■ TASK DETAILS ■
Could you copy, word for word, the part of the piece on finishing cancer treatment that begins at the words "I’m afraid to" and stops after "and fatigue rule."?

■ EXTRACT PROVIDED ■

A mum, dad and two sons family portrait on a boat

I'm afraid to celebrate the end of my treatment

Emma, who recently finished treatment, shares how she is managing her emotions and why it's important to take time for herself.

I’m afraid to celebrate

Last week I was told by my oncologist that he didn’t intend to see me ever again. That this is it, the end of my treatment. My successful treatment. I’m one of the lucky ones. Off I go to live the rest of my life.

I feel like I should be jumping for joy and yet instead there’s this numbness. It’s almost as if I’m too afraid to celebrate, as if celebrating may tempt fate. As if celebrating is disrespectful to the unlucky ones. Anxiety, guilt and fatigue rule.

Perhaps cancer has left more of a mark on me than I ever imagined it could or would.

Cancer has been who I am for the last 10 months

The last 10 months have been tough. They’ve been full on and intense. There hasn’t been too much time to think, it’s been action stations. It’s been, quite rightly so, about getting through the treatment. The 'fight'. But what do you do when the fight is over?

■ STORED DATA ■
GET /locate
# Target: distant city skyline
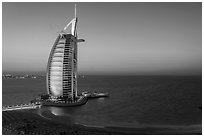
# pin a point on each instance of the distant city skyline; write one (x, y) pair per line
(120, 38)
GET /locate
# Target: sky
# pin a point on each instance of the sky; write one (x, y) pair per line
(120, 38)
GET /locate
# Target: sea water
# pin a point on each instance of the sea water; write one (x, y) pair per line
(134, 100)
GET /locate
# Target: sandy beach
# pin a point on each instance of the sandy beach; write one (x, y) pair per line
(28, 122)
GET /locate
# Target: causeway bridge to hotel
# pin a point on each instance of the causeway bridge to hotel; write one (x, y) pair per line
(22, 106)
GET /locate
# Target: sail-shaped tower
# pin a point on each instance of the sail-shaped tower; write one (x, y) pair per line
(61, 76)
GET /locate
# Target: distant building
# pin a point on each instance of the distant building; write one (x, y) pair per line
(61, 77)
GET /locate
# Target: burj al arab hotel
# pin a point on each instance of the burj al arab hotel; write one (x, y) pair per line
(61, 75)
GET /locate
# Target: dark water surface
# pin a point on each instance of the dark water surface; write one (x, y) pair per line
(133, 101)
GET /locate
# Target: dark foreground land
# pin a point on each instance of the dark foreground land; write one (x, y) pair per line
(29, 123)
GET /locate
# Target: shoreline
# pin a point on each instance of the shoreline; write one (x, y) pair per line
(30, 122)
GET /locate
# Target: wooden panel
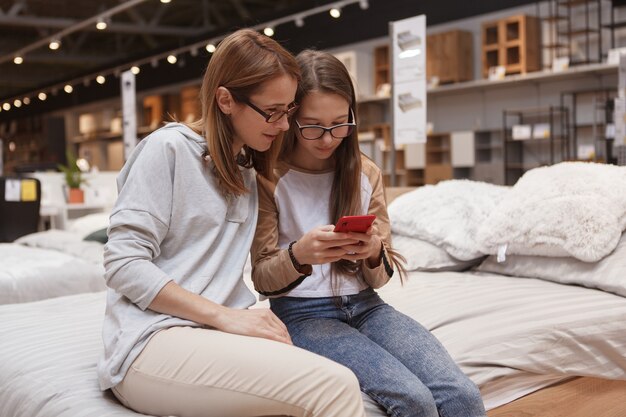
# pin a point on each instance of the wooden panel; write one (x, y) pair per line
(580, 397)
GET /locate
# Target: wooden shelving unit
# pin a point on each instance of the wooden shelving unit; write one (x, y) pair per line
(489, 165)
(552, 146)
(590, 126)
(450, 56)
(513, 42)
(35, 142)
(438, 158)
(381, 66)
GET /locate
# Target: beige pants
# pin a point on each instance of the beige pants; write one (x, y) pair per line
(186, 372)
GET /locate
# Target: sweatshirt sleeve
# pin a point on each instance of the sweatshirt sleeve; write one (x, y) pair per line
(379, 276)
(140, 221)
(273, 272)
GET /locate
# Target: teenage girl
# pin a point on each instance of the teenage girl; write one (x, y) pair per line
(322, 282)
(178, 337)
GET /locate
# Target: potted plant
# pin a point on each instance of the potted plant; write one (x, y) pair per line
(73, 179)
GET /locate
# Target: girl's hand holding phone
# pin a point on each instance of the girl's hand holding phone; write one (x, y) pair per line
(322, 245)
(368, 247)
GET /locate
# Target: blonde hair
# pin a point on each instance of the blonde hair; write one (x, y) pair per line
(242, 62)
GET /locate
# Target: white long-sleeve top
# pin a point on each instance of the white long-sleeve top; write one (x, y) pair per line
(292, 204)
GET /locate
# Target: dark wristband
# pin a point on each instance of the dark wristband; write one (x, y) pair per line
(294, 261)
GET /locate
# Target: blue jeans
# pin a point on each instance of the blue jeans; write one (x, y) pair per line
(399, 363)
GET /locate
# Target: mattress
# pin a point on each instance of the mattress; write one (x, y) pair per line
(510, 335)
(30, 274)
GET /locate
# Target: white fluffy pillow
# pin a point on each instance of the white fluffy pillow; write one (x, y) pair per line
(423, 256)
(569, 209)
(609, 274)
(447, 215)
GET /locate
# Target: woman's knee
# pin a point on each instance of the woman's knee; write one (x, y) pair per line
(469, 395)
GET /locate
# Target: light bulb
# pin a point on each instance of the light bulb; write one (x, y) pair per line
(54, 44)
(101, 24)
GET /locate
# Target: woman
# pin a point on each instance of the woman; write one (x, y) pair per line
(179, 339)
(323, 281)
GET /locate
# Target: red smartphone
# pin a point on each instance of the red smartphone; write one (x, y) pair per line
(355, 223)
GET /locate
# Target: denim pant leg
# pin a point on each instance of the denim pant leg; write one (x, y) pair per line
(320, 326)
(415, 347)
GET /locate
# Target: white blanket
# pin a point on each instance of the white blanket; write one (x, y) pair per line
(511, 336)
(447, 215)
(29, 274)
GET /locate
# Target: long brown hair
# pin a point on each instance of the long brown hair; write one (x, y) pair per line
(323, 72)
(242, 62)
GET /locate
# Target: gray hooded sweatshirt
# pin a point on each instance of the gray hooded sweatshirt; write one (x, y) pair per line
(170, 222)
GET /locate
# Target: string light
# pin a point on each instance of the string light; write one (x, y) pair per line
(101, 24)
(269, 30)
(55, 44)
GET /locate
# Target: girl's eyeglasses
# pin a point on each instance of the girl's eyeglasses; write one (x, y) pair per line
(340, 131)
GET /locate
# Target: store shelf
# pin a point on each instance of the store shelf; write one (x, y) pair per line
(528, 78)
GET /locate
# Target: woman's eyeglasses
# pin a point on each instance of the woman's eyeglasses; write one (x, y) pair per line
(340, 131)
(274, 116)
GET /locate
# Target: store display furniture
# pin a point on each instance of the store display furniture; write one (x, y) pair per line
(616, 24)
(547, 148)
(382, 73)
(489, 166)
(591, 122)
(513, 42)
(450, 56)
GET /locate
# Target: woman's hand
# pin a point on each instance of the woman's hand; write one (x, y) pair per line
(177, 301)
(321, 245)
(368, 247)
(255, 322)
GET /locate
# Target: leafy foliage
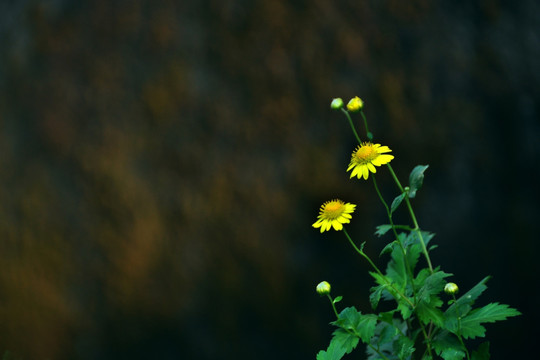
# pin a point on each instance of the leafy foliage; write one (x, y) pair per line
(419, 326)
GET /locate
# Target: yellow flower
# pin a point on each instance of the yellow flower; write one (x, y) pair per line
(355, 104)
(334, 214)
(366, 157)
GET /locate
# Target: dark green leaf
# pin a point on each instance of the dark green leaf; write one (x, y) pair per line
(361, 325)
(388, 248)
(416, 179)
(482, 353)
(345, 340)
(433, 285)
(463, 304)
(429, 311)
(334, 352)
(405, 310)
(445, 340)
(396, 202)
(383, 229)
(375, 295)
(470, 324)
(452, 354)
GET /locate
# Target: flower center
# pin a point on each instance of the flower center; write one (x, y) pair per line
(366, 153)
(333, 209)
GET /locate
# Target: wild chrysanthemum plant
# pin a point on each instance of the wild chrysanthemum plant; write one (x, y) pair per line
(428, 319)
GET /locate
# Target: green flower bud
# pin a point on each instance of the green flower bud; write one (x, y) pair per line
(323, 288)
(336, 104)
(355, 104)
(451, 289)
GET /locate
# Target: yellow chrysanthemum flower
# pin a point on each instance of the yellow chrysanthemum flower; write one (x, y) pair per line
(355, 104)
(366, 157)
(334, 213)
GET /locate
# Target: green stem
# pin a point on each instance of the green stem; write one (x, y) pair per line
(413, 217)
(389, 213)
(378, 352)
(333, 305)
(459, 331)
(368, 134)
(352, 126)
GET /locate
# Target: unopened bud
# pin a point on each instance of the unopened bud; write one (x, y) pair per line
(355, 104)
(323, 288)
(336, 104)
(451, 289)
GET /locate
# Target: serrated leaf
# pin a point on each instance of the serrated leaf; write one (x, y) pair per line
(403, 347)
(432, 285)
(345, 339)
(464, 303)
(334, 352)
(405, 310)
(396, 202)
(452, 354)
(382, 229)
(482, 353)
(388, 248)
(361, 325)
(416, 179)
(375, 295)
(429, 312)
(387, 332)
(470, 324)
(445, 340)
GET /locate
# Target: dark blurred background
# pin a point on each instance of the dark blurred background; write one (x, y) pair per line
(161, 164)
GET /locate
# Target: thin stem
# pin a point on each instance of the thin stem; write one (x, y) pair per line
(333, 305)
(459, 330)
(352, 126)
(368, 134)
(377, 270)
(378, 352)
(389, 213)
(413, 217)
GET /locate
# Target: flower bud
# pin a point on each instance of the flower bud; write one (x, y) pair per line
(355, 104)
(323, 288)
(451, 289)
(336, 104)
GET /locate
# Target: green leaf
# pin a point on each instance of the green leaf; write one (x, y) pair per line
(446, 340)
(403, 347)
(405, 310)
(432, 285)
(452, 354)
(375, 295)
(416, 179)
(346, 340)
(388, 248)
(470, 324)
(482, 353)
(361, 325)
(382, 229)
(463, 305)
(334, 352)
(396, 202)
(429, 311)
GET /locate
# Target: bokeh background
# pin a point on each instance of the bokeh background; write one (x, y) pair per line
(161, 164)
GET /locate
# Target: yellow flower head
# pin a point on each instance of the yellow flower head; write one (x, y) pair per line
(334, 213)
(366, 157)
(355, 104)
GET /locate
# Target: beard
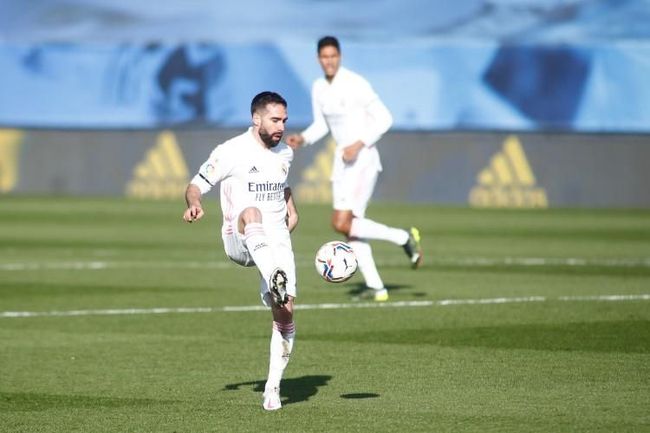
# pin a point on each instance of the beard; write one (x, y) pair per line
(271, 140)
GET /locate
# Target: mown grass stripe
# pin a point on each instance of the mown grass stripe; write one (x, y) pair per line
(324, 306)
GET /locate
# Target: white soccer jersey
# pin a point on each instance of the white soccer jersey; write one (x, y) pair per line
(250, 175)
(349, 108)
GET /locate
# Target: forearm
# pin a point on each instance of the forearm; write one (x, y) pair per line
(193, 195)
(292, 212)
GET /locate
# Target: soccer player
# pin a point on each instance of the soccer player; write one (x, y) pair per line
(345, 104)
(258, 215)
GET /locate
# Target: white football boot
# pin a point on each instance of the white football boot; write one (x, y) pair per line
(272, 399)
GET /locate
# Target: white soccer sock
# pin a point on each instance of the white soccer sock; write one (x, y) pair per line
(259, 248)
(363, 251)
(365, 228)
(280, 352)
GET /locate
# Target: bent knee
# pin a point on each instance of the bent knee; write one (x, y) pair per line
(342, 224)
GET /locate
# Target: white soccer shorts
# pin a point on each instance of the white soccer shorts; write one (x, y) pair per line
(353, 187)
(280, 242)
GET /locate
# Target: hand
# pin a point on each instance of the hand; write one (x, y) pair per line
(193, 213)
(351, 152)
(294, 141)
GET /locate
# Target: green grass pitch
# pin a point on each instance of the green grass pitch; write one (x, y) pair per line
(518, 321)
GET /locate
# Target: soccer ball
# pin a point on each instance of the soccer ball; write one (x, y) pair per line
(335, 262)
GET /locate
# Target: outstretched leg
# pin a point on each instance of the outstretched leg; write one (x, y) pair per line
(282, 337)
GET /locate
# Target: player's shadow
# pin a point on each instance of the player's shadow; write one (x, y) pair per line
(360, 291)
(293, 390)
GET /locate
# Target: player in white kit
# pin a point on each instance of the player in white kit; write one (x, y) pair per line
(345, 105)
(258, 215)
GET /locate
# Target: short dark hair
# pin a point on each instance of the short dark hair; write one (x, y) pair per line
(261, 100)
(328, 41)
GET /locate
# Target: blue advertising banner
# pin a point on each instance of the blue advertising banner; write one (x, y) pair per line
(470, 65)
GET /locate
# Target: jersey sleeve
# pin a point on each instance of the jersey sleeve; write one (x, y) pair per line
(380, 119)
(318, 128)
(216, 168)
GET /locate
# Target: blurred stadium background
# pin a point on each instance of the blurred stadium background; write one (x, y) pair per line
(506, 103)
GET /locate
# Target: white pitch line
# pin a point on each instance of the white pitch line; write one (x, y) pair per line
(95, 265)
(326, 306)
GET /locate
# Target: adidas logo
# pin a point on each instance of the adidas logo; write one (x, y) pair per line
(316, 186)
(10, 141)
(508, 181)
(162, 173)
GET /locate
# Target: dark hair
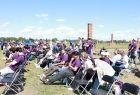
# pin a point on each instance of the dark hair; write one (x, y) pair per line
(12, 50)
(19, 49)
(26, 47)
(75, 53)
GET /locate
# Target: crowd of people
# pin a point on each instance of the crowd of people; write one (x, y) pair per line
(63, 59)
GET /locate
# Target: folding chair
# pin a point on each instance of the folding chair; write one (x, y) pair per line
(85, 81)
(117, 72)
(13, 83)
(108, 87)
(70, 80)
(130, 88)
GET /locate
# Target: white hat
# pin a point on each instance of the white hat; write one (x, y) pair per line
(105, 53)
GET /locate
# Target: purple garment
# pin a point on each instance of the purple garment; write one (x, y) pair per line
(26, 52)
(90, 46)
(64, 57)
(76, 63)
(19, 60)
(106, 59)
(133, 47)
(15, 55)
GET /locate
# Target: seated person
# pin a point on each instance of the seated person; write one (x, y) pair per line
(102, 68)
(122, 61)
(13, 66)
(86, 64)
(71, 69)
(105, 57)
(138, 54)
(12, 55)
(42, 63)
(63, 59)
(102, 50)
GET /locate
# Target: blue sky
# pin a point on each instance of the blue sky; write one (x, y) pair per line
(68, 18)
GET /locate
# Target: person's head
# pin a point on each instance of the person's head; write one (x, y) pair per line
(122, 52)
(105, 54)
(117, 51)
(62, 51)
(12, 50)
(18, 49)
(84, 56)
(75, 54)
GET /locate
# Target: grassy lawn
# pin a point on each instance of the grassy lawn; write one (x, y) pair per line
(34, 86)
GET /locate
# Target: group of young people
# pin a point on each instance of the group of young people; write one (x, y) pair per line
(60, 60)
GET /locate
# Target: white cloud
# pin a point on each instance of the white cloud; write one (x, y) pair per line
(65, 28)
(125, 34)
(60, 20)
(42, 16)
(29, 28)
(101, 26)
(60, 32)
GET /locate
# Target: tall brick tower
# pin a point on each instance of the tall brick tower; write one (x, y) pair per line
(90, 30)
(112, 38)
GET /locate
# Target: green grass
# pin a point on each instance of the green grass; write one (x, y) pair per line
(34, 86)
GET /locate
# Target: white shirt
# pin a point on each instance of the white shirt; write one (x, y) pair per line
(116, 58)
(49, 54)
(103, 69)
(125, 60)
(87, 64)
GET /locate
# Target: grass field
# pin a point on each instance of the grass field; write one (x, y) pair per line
(34, 86)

■ TASK ANSWER ■
I’m afraid to celebrate

Last week I was told by my oncologist that he didn’t intend to see me ever again. That this is it, the end of my treatment. My successful treatment. I’m one of the lucky ones. Off I go to live the rest of my life.

I feel like I should be jumping for joy and yet instead there’s this numbness. It’s almost as if I’m too afraid to celebrate, as if celebrating may tempt fate. As if celebrating is disrespectful to the unlucky ones. Anxiety, guilt and fatigue rule.